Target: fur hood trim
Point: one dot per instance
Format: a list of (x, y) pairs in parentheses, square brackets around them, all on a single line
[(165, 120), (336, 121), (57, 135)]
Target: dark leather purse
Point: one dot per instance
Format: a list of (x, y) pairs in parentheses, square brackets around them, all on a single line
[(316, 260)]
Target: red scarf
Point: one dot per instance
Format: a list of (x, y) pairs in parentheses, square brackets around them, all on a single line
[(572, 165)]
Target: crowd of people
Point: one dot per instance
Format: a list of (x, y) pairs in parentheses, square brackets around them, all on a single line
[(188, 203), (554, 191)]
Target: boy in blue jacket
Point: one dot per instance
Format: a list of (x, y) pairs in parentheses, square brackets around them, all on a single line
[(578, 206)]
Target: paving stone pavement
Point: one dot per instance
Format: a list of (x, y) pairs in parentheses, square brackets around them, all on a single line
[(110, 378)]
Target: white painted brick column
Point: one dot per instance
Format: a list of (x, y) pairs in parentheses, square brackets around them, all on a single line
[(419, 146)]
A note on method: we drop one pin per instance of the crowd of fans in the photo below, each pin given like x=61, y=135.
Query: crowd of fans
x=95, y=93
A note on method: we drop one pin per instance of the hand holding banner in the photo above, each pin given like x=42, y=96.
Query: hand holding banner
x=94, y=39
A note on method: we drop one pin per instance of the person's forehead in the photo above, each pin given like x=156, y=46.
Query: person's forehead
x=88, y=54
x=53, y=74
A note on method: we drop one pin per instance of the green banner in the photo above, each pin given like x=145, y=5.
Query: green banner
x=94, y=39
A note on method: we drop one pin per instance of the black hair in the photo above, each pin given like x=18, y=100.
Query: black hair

● ● ● ● ●

**WHAT NEEDS TO BE DONE**. Retype, exactly as written, each line from the one containing "Query: hand holding banner" through the last line of the listing above, and leave out all other lines.

**ANSWER FOR THE TASK**.
Query: hand holding banner
x=94, y=39
A note on method: we drop one pin per instance of the person's forehead in the photo above, each pin given like x=156, y=46.
Query: person's forehead
x=88, y=54
x=53, y=74
A note on method: we drop one pin per instance of the green banner in the photo above, each pin given like x=145, y=5.
Query: green banner
x=94, y=39
A note on method: we drop one pin per instance of the black hair in the photo above, each pin given like x=18, y=100.
Query: black hair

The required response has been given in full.